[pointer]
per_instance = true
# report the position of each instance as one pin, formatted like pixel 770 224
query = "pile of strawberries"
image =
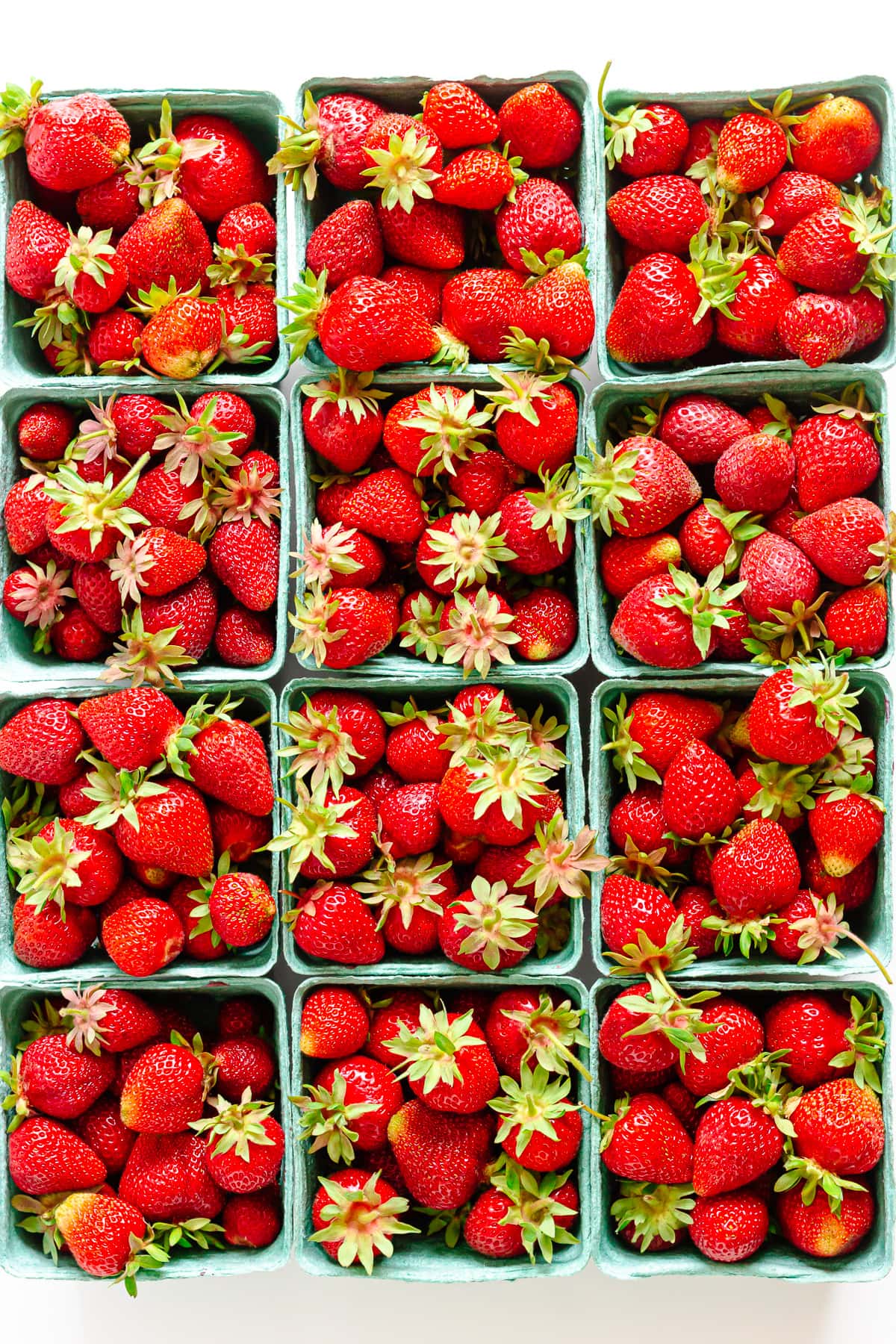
pixel 793 556
pixel 127 504
pixel 744 828
pixel 122 821
pixel 155 258
pixel 761 234
pixel 445 523
pixel 449 235
pixel 454 1109
pixel 731 1115
pixel 132 1142
pixel 429 828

* _WHAT THE TASK REQUIRES_: Please lay out the rows above as a two-column CSV with the columns input and output, one line per row: the row's text goes in input and its answer goes in output. Put each field in quotes, replace line breaks with spaces, and leave out the pictures.

* _TASK SOLUTION_:
input,output
"[pointer] per_instance = true # report the position of each instance as one pin, formatted like pixel 770 224 query = ""pile of strawberries"" image =","pixel 793 556 pixel 127 504 pixel 744 828 pixel 122 821 pixel 155 258 pixel 761 234 pixel 445 523 pixel 449 235 pixel 454 1109 pixel 731 1115 pixel 132 1142 pixel 429 828"